## [What you have to do]
In your answer, print every record exactly as it is written.

Dataset items
....

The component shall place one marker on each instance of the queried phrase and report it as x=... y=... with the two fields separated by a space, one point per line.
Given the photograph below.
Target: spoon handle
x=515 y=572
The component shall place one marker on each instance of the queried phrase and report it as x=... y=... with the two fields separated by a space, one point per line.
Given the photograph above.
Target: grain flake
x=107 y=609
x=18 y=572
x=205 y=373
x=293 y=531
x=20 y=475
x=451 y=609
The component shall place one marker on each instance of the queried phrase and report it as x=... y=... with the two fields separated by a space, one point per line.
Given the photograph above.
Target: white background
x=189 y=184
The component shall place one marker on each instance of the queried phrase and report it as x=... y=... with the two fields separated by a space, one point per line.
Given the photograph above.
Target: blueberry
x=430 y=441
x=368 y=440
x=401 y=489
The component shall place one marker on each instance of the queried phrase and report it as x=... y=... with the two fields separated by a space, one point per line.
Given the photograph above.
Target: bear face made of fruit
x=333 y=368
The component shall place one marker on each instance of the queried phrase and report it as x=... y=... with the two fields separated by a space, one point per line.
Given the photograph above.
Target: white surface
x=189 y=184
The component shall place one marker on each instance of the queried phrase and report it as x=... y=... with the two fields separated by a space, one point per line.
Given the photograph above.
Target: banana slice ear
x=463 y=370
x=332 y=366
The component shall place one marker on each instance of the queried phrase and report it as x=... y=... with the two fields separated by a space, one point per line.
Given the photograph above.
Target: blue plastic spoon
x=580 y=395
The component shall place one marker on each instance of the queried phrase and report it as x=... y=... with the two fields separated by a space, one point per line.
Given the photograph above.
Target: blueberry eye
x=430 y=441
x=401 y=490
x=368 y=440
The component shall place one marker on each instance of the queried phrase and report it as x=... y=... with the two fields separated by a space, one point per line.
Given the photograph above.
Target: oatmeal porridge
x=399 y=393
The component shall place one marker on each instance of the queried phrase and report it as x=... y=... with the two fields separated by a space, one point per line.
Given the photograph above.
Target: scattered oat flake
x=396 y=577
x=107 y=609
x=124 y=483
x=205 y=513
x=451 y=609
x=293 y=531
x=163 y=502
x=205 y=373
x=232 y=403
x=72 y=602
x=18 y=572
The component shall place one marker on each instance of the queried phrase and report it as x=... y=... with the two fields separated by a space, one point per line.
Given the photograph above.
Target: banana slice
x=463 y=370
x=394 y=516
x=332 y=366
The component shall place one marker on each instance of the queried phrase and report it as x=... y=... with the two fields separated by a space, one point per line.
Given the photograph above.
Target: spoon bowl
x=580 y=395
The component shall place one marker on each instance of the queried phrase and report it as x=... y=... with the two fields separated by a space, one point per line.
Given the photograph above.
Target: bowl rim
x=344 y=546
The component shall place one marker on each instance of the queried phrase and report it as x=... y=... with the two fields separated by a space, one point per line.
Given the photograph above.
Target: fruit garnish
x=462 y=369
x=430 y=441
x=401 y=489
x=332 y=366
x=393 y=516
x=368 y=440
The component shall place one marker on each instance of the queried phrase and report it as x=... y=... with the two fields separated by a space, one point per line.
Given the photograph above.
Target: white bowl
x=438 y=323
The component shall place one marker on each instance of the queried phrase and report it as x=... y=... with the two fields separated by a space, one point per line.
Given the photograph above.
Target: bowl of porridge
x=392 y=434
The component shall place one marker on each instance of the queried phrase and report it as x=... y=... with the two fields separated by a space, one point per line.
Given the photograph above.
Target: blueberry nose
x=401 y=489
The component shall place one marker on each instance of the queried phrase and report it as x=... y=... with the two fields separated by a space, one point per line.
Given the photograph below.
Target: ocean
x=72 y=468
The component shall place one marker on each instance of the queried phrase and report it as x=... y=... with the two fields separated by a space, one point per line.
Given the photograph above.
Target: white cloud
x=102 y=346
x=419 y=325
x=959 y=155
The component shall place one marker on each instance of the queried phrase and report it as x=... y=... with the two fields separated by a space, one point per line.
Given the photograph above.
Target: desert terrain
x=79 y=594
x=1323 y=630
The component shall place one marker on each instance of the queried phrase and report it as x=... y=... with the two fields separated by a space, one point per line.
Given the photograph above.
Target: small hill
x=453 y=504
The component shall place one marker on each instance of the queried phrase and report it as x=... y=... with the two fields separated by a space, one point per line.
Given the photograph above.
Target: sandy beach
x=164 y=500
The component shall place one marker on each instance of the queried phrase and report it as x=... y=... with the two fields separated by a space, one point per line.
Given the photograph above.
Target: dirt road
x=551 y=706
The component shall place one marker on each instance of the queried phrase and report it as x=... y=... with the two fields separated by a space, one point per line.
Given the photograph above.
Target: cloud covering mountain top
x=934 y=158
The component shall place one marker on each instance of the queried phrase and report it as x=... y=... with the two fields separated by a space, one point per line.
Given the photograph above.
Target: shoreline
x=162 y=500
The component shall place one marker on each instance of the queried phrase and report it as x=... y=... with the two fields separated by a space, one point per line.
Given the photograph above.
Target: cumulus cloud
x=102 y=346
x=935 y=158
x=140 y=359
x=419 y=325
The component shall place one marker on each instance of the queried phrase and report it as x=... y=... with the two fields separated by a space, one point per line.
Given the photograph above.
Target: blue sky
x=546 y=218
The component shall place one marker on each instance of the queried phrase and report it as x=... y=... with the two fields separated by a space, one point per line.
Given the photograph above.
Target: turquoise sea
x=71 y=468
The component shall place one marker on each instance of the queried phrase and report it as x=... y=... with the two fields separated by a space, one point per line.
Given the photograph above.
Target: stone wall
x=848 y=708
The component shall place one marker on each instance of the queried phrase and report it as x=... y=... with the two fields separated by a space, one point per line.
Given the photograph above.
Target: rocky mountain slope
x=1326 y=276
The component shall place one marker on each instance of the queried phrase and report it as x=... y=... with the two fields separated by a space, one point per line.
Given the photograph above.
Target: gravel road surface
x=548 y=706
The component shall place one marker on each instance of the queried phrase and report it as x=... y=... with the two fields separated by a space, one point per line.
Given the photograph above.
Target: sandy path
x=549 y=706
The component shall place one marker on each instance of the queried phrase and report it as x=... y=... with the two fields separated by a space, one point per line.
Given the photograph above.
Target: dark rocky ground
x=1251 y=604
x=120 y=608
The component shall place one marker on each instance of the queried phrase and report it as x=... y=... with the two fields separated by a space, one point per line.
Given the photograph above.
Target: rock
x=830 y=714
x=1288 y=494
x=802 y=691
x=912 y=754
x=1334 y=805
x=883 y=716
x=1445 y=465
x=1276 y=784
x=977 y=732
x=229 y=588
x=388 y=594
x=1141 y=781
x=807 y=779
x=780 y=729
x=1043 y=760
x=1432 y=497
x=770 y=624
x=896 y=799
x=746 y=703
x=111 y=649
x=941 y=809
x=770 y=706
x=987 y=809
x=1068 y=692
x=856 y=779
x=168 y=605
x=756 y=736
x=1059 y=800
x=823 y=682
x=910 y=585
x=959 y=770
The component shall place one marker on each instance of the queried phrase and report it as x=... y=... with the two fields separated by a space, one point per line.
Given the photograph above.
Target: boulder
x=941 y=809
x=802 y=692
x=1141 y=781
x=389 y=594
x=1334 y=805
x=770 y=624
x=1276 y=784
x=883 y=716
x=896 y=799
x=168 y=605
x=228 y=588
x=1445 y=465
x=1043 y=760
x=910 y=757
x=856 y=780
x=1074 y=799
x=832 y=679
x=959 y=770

....

## [Output of the exercise]
The component shall place one marker on each instance of the queried phrase and report it as x=... y=... with the two fields separated by a space, one point per line.
Given the photograph below.
Target: spoon handle
x=515 y=572
The component shall place one marker on each instance of the queried phrase and report it as x=... y=... with the two fields separated by a space, one point per line.
Given the photograph above.
Target: grain flake
x=107 y=609
x=18 y=572
x=205 y=373
x=293 y=531
x=20 y=475
x=451 y=609
The component shall place one marker on each instance of the queried phrase and report it as x=... y=... with the two fields separated by a space, one point per line.
Given the photograph above.
Target: white background
x=189 y=184
The component shall place one marker on each instance of the queried phrase and report it as x=... y=... with the two fields separated by a space, one point per line.
Given the photograph above.
Target: blueberry
x=430 y=441
x=368 y=440
x=401 y=489
The component shall place one marker on each instance of the queried phrase and report it as x=... y=... with the two fields separated by a space, one point per line.
Given the photograph above.
Target: bear face made of fruit
x=333 y=368
The component shall place one marker on each instance of the queried phrase and report it as x=... y=... with the two fields separated by a space, one point per line.
Given the photograph above.
Target: white surface
x=189 y=184
The component shall place one marker on each instance of the queried phrase and report it as x=... y=... with the two fields separated by a space, one point per line.
Given the photograph above.
Target: banana slice ear
x=463 y=370
x=332 y=366
The component shall place one marker on each instance of the queried phrase and report it as x=... y=... with the two fields separated by a space, one point per line.
Given the photograph above.
Target: blue plastic spoon
x=580 y=395
The component shall place one marker on each instance of the queried phrase and report it as x=... y=... with the two fields separated by a space, one point per line.
Given the photograph above.
Target: blueberry eye
x=430 y=441
x=401 y=490
x=368 y=440
The component shall place one marker on each instance of the queried phrase and report it as x=... y=... with the two fields separated by a space, one point per line.
Given the photograph above.
Target: oatmeal porridge
x=399 y=393
The component shall place one marker on each instance of the queried phrase and report it as x=... y=... with the two fields separated by a space, one point per line.
Given the photograph above.
Target: scattered oat flake
x=396 y=577
x=107 y=609
x=124 y=483
x=205 y=513
x=451 y=609
x=293 y=531
x=163 y=502
x=205 y=373
x=232 y=403
x=72 y=602
x=18 y=572
The component shall place one marker on each instance of the queried phrase and report it as x=... y=... with the two fields separated by a space, one point per line.
Given the photograph above.
Target: banana slice
x=463 y=370
x=394 y=516
x=332 y=366
The component shall place one marker on each instance of the queried phrase and report it as x=... y=... with the two fields separated by a space, one point per line.
Given the photograph above.
Target: spoon bowl
x=580 y=395
The component shall place one marker on each instance of the queried phrase and report it as x=... y=... with the two fields separated by a space, one point per line.
Given the photograph above.
Target: bowl rim
x=344 y=546
The component shall place one marker on each instance of the queried phrase and report it as x=... y=... with the two fields separated by a space, one point per line.
Given the photograph above.
Target: fruit garnish
x=462 y=369
x=430 y=441
x=401 y=489
x=332 y=366
x=393 y=516
x=368 y=440
The component shall place one marker on each instance of the queried phrase and report it as x=... y=... with the two fields separated by a space, one point per line.
Given the photograph above.
Target: white bowl
x=438 y=323
The component shall place one marker on each instance of the queried phrase and report it as x=... y=... with the two fields separated by a space, one point per line.
Given the photograph above.
Target: bowl of porridge
x=392 y=434
The component shall place one marker on each instance of the queried phrase and report it as x=... y=... with the two fields separated by a space, one point per line.
Given the photograph above.
Target: blueberry nose
x=401 y=489
The component shall place one marker on each instance of the queried phrase and report it as x=... y=... with the two fields separated by a space, one point per line.
Given the photograph below.
Target: ocean
x=72 y=468
The component shall place one marker on each instance of the queried phrase and report it as x=... y=... with the two fields separated by a space, one point per line.
Given the photograph above.
Target: white cloud
x=102 y=346
x=419 y=325
x=959 y=155
The component shall place one marker on each instance of the queried phrase and report it as x=... y=... with the two fields separated by a space, one point per line.
Given the photograph above.
Target: desert terrain
x=79 y=594
x=1323 y=630
The component shall place one marker on each instance of the queried phrase and report it as x=... y=... with the two fields separated by a space, one point per line.
Given the photograph above.
Target: small hill
x=453 y=504
The component shall place one marker on each instance of the queried phrase and report it as x=... y=... with the two fields separated by a space, one point per line.
Given the photograph above.
Target: sandy beach
x=164 y=500
The component shall place one marker on each instance of the queried phrase and report it as x=... y=... with the two fields separated by a space, one point per line.
Given the photograph above.
Target: dirt road
x=551 y=706
The component shall place one marker on each instance of the queried phrase and report it as x=... y=... with the two fields separated by a space, one point per line.
Given the photograph above.
Target: cloud covering mountain top
x=934 y=158
The component shall place one marker on each instance of the queried phrase and report it as x=... y=... with the two fields separated by a space, one point per line.
Given the photograph above.
Target: shoreline
x=162 y=500
The component shall place one marker on each instance of the queried phrase and report it as x=... y=... with the two fields separated by a space, one point per line.
Given the photograph above.
Target: cumulus cloud
x=102 y=346
x=935 y=158
x=140 y=359
x=419 y=325
The component shall place one marker on each instance of the queried phrase and report it as x=... y=... with the two fields separated by a space, one point per line.
Given the photograph above.
Target: blue sky
x=546 y=218
The component shall place one marker on each instance of the queried phrase and report it as x=... y=... with the two fields separated by a space, one point per line.
Given the photograph above.
Target: turquoise sea
x=71 y=468
The component shall place one marker on each instance of the queried phrase and report it as x=... y=... with the two fields separated by a space, one point per line.
Given the photograph above.
Target: stone wall
x=848 y=708
The component shall place one marker on each instance of the queried phrase and report it as x=... y=... with the two fields separated by a space, one point per line.
Given the photograph above.
Target: rocky mountain slope
x=1326 y=276
The component shall place one marker on each instance of the queried phrase and report it as x=... y=... with the two fields separated by a space, one point per line.
Given the photograph above.
Target: gravel road surface
x=548 y=706
The component shall place one marker on each instance of the queried phrase and report it as x=... y=... with the two fields separated by a space, one point per line.
Given the photograph above.
Target: sandy path
x=549 y=706
The component shall place one marker on each instance of the queried phrase and report it as x=... y=... with the two fields separated by a space, one point per line.
Given the photograph above.
Target: dark rocky ground
x=1251 y=604
x=120 y=608
The component shall place one marker on each instance of the queried phrase and report it as x=... y=... with the two fields separated by a space, one point per line.
Given the photograph above.
Target: rock
x=830 y=714
x=1288 y=494
x=802 y=691
x=912 y=754
x=1334 y=805
x=883 y=716
x=1445 y=465
x=1276 y=784
x=977 y=732
x=229 y=588
x=388 y=594
x=1141 y=781
x=807 y=779
x=780 y=729
x=1043 y=760
x=1432 y=497
x=770 y=624
x=896 y=799
x=746 y=703
x=111 y=649
x=941 y=809
x=770 y=706
x=987 y=809
x=1068 y=692
x=856 y=779
x=168 y=605
x=756 y=736
x=1059 y=800
x=823 y=682
x=910 y=585
x=959 y=770
The component shall place one marker on each instance of the queried phrase and report it as x=... y=... with the two fields separated by a space, one point per line.
Given the photograph above.
Target: boulder
x=941 y=809
x=802 y=692
x=1141 y=781
x=389 y=594
x=1334 y=805
x=770 y=624
x=1276 y=784
x=883 y=716
x=896 y=799
x=168 y=605
x=228 y=588
x=1445 y=465
x=1043 y=760
x=910 y=757
x=856 y=780
x=1074 y=799
x=832 y=679
x=959 y=770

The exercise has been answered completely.